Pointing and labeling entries
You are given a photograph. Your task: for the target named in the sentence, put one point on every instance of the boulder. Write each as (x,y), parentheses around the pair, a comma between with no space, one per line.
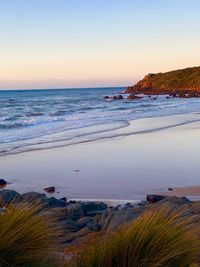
(75,211)
(155,198)
(7,196)
(93,208)
(50,189)
(132,97)
(113,219)
(3,182)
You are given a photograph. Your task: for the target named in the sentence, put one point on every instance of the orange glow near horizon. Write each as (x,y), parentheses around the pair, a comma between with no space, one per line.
(97,49)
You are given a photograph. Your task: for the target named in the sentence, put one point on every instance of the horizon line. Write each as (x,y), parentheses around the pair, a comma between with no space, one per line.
(61,88)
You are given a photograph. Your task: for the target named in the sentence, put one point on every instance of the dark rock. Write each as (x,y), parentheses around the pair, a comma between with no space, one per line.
(63,199)
(155,198)
(50,189)
(170,189)
(72,202)
(7,196)
(3,182)
(93,208)
(35,197)
(119,97)
(113,219)
(72,226)
(175,201)
(76,211)
(132,97)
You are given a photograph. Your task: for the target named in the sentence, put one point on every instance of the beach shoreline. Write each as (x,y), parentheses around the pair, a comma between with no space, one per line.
(137,160)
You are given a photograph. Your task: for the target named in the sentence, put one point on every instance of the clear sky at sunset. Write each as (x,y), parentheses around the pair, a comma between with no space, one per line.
(87,43)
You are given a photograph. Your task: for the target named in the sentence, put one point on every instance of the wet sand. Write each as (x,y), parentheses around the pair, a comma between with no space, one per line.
(126,167)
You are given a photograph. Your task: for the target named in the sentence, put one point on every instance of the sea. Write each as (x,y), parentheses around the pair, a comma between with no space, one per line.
(43,119)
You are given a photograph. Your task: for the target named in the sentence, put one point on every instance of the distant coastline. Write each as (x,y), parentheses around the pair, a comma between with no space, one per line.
(179,83)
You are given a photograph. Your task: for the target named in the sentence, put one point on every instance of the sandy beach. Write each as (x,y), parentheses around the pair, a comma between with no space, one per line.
(148,156)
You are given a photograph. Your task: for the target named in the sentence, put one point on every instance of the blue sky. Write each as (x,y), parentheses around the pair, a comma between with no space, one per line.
(80,43)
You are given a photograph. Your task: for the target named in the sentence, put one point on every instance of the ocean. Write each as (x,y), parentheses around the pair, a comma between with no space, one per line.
(41,119)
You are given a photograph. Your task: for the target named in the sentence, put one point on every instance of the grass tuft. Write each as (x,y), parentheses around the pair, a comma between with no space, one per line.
(161,238)
(26,237)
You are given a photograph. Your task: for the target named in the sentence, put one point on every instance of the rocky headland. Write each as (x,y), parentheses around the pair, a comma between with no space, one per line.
(178,83)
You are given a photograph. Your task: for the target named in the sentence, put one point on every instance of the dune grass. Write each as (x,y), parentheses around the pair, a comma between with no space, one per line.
(156,239)
(26,237)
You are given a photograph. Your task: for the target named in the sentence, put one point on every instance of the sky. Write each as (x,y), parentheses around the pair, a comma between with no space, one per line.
(93,43)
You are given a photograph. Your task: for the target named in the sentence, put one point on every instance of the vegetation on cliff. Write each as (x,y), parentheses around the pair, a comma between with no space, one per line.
(183,80)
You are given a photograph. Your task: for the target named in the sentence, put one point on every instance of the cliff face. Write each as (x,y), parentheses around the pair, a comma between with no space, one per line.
(185,81)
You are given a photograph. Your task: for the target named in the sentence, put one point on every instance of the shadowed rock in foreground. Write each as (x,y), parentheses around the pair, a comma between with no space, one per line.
(79,219)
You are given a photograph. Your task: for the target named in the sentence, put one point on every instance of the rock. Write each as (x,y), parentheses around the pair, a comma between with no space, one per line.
(113,219)
(7,196)
(155,198)
(34,197)
(119,97)
(72,226)
(175,201)
(170,189)
(115,97)
(76,211)
(50,189)
(3,182)
(93,208)
(63,199)
(171,82)
(132,97)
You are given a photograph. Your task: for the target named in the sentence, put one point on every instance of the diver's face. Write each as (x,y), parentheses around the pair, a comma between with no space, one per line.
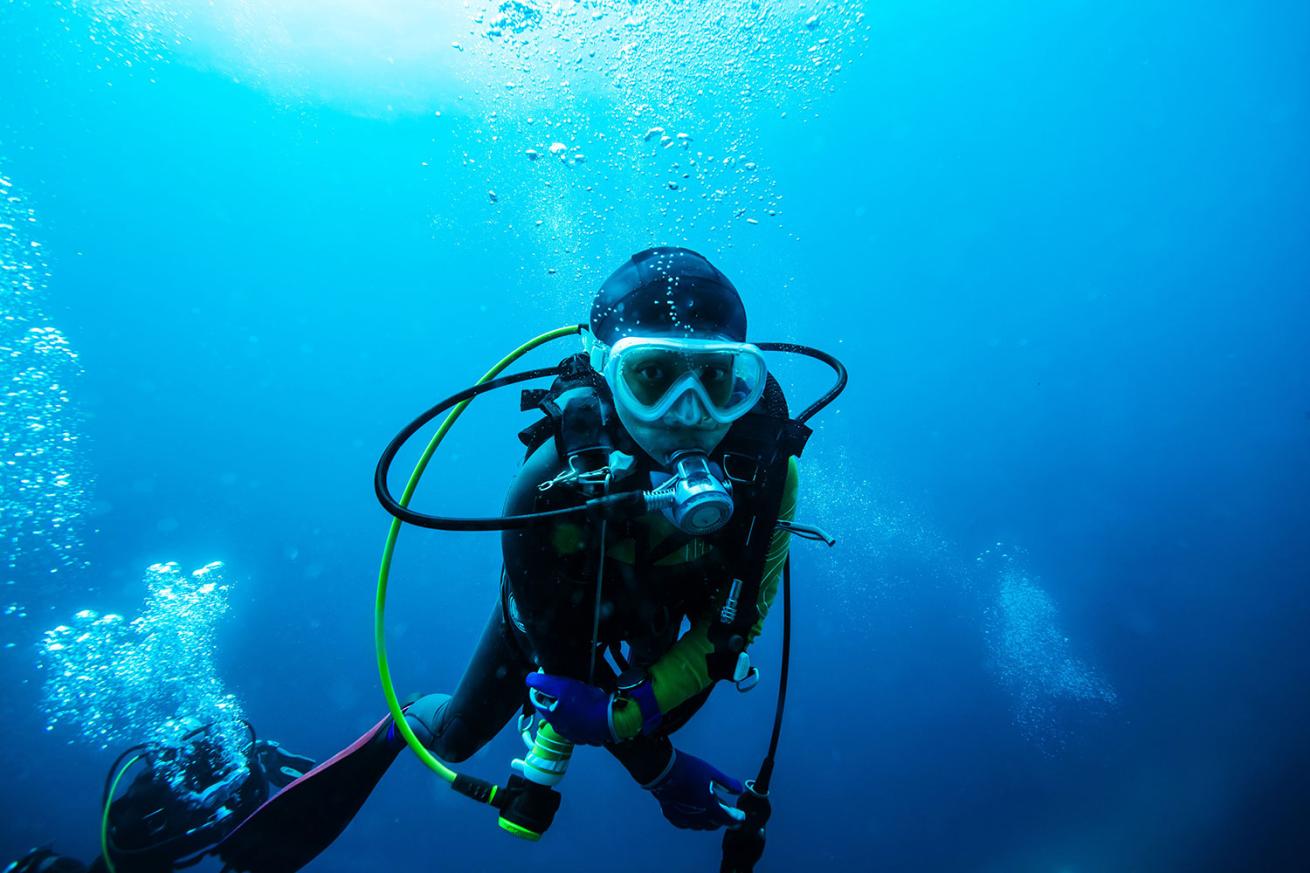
(687,426)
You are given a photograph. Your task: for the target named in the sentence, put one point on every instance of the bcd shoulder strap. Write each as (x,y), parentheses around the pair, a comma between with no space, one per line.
(773,441)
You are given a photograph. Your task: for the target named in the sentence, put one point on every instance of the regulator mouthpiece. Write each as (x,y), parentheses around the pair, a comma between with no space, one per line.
(694,500)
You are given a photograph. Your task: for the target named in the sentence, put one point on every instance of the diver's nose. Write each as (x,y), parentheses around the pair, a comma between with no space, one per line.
(687,412)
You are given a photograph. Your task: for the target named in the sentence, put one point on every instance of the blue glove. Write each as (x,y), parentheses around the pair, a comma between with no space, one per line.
(687,795)
(578,711)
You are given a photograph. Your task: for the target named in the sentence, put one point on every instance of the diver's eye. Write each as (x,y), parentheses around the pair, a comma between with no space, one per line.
(651,372)
(713,374)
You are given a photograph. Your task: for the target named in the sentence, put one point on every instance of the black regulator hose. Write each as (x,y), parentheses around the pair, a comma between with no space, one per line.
(624,502)
(828,396)
(620,504)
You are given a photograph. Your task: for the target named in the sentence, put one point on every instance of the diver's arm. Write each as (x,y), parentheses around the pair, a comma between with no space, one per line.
(550,604)
(683,673)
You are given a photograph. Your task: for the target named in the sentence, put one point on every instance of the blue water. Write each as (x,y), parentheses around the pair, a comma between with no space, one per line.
(1061,248)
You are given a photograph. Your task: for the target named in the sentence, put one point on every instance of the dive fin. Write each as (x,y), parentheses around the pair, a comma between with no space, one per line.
(300,821)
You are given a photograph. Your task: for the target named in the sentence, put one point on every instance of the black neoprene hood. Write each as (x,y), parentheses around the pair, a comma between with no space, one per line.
(667,290)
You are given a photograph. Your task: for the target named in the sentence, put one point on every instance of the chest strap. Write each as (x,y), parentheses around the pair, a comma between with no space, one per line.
(740,611)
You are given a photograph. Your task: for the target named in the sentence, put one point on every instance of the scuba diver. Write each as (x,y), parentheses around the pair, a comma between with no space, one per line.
(181,804)
(643,540)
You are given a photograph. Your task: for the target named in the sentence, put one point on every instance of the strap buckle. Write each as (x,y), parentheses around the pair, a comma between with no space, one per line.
(744,675)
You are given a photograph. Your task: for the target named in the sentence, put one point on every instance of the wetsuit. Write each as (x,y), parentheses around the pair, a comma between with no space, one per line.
(655,578)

**Brief:**
Reproduce all entries without any change, and omit the pictures.

**Complete answer:**
You are given a photograph. Your task: for the target named in the sentence, put one point on every instance of the boulder. Write each as (x,y), parentheses around the pair, a comma between with no space, one per line.
(75,211)
(155,198)
(7,196)
(93,208)
(50,189)
(132,97)
(113,219)
(3,182)
You are given a photograph. Your task: for the target named in the sentence, put one point on every instance of the orange glow near horizon. Write each as (x,y), parentheses around the pair, a comma between with no space, one per line.
(97,49)
You are given a photograph. Your task: for the target named in the sentence, put one point on every instance of the horizon line. Write each as (x,y), parentheses around the pair, a comma between with no space, one per line.
(61,88)
You are given a photograph. Your task: for the target named in the sentence, put one point on every instance of the dark rock. Write each as (x,y), parentheses around the pair, a comma between with no space, one per line.
(63,199)
(155,198)
(50,189)
(170,189)
(72,202)
(7,196)
(3,182)
(93,208)
(35,197)
(119,97)
(113,219)
(72,226)
(175,201)
(76,211)
(132,97)
You are given a photograph. Your task: for the target named in the sentence, put one point on every instance of the beach shoreline. Write each as (x,y), parentheses around the pair, a comma between with no space, one per line.
(137,160)
You are given a photograph. Your task: for the target named in the sentence, put one point on every instance of the clear sky at sunset. Write each as (x,y), parentheses around the pair, a comma between with no space, one per line.
(87,43)
You are given a photograph. Your task: for the target named in the sentence, put one point on every instance of the wet sand. Write each as (x,y), parentheses around the pair, a comma between with no space, one per line.
(126,167)
You are given a photograph. Your task: for the target named in the sentence, put one point on every instance of the sea. Write each as (x,y), parentheses around the pair, a comma between with no space, one per line.
(43,119)
You are given a photograph. Your task: for the target named in the sentence, put one point on every instance of the distant coastline. Write each as (x,y), parentheses around the pair, a comma between with no space, one per line.
(179,83)
You are given a photograph. Your task: for the target named in the sentence, put one point on every instance of the sandy beach. Write each as (x,y), parentheses around the pair, a comma between with no space, one per line.
(148,156)
You are given a photograph. Your task: for the target named in the sentence, put one point on every instance of the blue sky. Write each as (x,y), parentheses around the pair, a comma between with no space, one per line.
(80,43)
You are given a photograph. Your task: for the target named in the sentence, put one point on every instance of the ocean. Write each as (x,y), parentheses around the pair, a comma between with no space, one per line.
(41,119)
You are given a photograph. Your task: for the target named in the sentence, put one point on every instance of the grass tuft. Write each as (x,y), parentheses around the pair, a comma between with no space, one per line.
(161,238)
(26,237)
You are given a photograph. Your task: for the target named in the sentence, put one point on every instance of the rocky headland. Write each as (x,y), parentheses around the pair, a comma between with no space, one per line.
(178,83)
You are given a photograph. Your task: for the target named in the sentence, put one point on every instance of the dune grass. Write each as (x,y), parentheses around the pair, a comma between with no space, one per line.
(156,239)
(26,237)
You are given a photograph. Your task: for the target named in the sentence, put one point on every instance of the sky. Write each as (x,y), parentheses around the pair, a comma between with no space, one per line.
(93,43)
You are given a photograph. Your task: for the target named in the sentence, put one point on every instance of the vegetation on cliff. Write each as (x,y), parentheses around the pair, a comma between with no space, one per line.
(183,80)
You are given a photograph. Your task: for the target named in the sentence, put one point on every instance of the cliff face. Write each as (x,y), parentheses around the pair, a comma between with no space, one per line.
(185,81)
You are given a photograph. Your task: for the target named in the sentence, put one point on every instance of the shadowed rock in foreground. Write each as (x,y), parentheses around the pair, a comma between with no space, one per line.
(79,219)
You are given a photograph. Your task: for the target named in the sentence, put one point on every instance of the rock. Write each as (x,y), parentheses around the pair, a comma between with no space, one per line.
(113,219)
(7,196)
(155,198)
(34,197)
(119,97)
(72,226)
(175,201)
(170,189)
(115,97)
(76,211)
(50,189)
(3,182)
(93,208)
(63,199)
(171,82)
(132,97)
You are given a photograph. Your task: for the target named in the sentence, put one point on every instance of the diver's face. Write each as (x,y), parentheses around the pair, a comma between with no space, one per line.
(687,426)
You are given a photograph. Your task: for the target named in the sentence, put one point on every instance of the bcd shoulder strap. Write each as (x,y), parentheses around the pair, a comma between with no space, one per line.
(773,441)
You are given a photograph. Your task: for the target named in the sentence, put one point on every instance of the regulator mouthpiece. Write each as (x,y), parentheses around the pair, a comma between with no space, one per line.
(694,500)
You are given a photograph. Your task: for the target named in the sentence, put one point on every instance of the diver's nose. Write each as (x,y), parentheses around the pair, a comma between with no space, one per line.
(687,412)
You are given a photograph. Your task: for the target named in the sentence, put one point on every instance of the blue glove. Write each as (x,y), parentheses around the pair, a comma between with no space, one per line.
(687,795)
(578,711)
You are given a photograph. Your task: for the target named in the sentence, put one point on every instance of the diver's eye. Write each as (x,y), parentheses around the pair, a comma between with no space, one per line.
(651,372)
(713,374)
You are given a photograph. Your task: for the target named in the sentence, put one point on every instance of the black regulator hose. Write each as (x,y), parentheses around the pair, a comma between with no space, one per line.
(624,502)
(828,396)
(620,504)
You are given a photograph. Your task: for the target named in the sentence, put one point on every instance of the diver's arm. Write each as (x,y), parentheses around the pair, a comma between with no space, one per line.
(550,604)
(683,673)
You are given a photograph. Your task: for the target named in the sentence, put one point on every instance of the blue water. Write each as (x,y), parentheses around the pair, a comma between with no space, one per line.
(1061,248)
You are given a photograph. Your task: for the target named in the sentence, put one point on every instance of the dive fin. Write each as (x,y), parentheses around the pair, a comma between with no space, one per line.
(300,821)
You are given a photograph. Your task: for the target named in the sentence, put one point on every instance of the black neoprene hood. Write each as (x,y), parentheses around the pair, a comma between with no space, one per line.
(667,290)
You are given a photograph. Your task: for the target named in the sentence, put one point on every instance of the chest strap. Write each as (x,y), parentheses around the pair, a comma between with no space, one per line.
(740,611)
You are given a photograph. Your task: for the target named in the sentence, put one point on every instance of the scuba diver. Write each as (x,y), parentheses around the pair, a comma between with no space, one per line.
(181,804)
(643,540)
You are given a photograph. Your task: for the target named in the sentence, put one point on every instance of the strap buckle. Write each as (x,y), parentheses around the pair, a comma between with no space, one per line.
(744,675)
You are given a photograph. Your task: for the target named in the sentence, put one point on every instance of the wetsuit. Write each as (x,y), parentheses around the pair, a comma between with no space, one per line.
(655,578)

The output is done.